▶ REQUIRED TASK
Pull out every line in the records below that contains the word "floating", matching case exactly.

▶ Outline records

·····

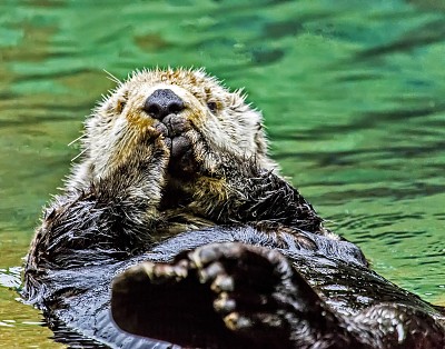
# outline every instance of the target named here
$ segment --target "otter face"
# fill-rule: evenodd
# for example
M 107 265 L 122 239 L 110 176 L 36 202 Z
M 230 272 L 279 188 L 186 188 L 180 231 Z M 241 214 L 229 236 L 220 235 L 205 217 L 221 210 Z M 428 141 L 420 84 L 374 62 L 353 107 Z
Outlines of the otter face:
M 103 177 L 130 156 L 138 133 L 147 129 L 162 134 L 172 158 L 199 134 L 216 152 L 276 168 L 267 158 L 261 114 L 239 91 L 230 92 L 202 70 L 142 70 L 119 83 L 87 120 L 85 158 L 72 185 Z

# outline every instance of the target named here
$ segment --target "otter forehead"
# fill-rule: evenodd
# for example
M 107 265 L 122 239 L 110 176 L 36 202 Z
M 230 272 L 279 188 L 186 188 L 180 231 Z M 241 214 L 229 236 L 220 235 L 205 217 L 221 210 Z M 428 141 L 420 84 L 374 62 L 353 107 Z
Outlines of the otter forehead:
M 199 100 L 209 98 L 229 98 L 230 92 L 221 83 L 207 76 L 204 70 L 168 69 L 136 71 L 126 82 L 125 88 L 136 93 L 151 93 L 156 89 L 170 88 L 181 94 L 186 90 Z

·····

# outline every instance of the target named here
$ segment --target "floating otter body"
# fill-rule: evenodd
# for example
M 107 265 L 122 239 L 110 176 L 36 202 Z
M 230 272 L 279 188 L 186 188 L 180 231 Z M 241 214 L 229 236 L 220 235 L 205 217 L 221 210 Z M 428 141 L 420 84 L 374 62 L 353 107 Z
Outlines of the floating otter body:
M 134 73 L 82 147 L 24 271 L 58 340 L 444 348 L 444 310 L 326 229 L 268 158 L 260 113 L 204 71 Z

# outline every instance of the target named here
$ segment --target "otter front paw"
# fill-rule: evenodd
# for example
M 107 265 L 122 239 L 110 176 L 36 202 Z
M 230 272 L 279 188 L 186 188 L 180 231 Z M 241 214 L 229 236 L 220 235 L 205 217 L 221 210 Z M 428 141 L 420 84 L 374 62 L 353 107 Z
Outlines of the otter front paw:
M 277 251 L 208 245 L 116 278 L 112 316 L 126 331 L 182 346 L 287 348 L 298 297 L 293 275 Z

·····

▶ WORKED ANSWER
$ segment --target "floating otter body"
Outlines of the floating otter body:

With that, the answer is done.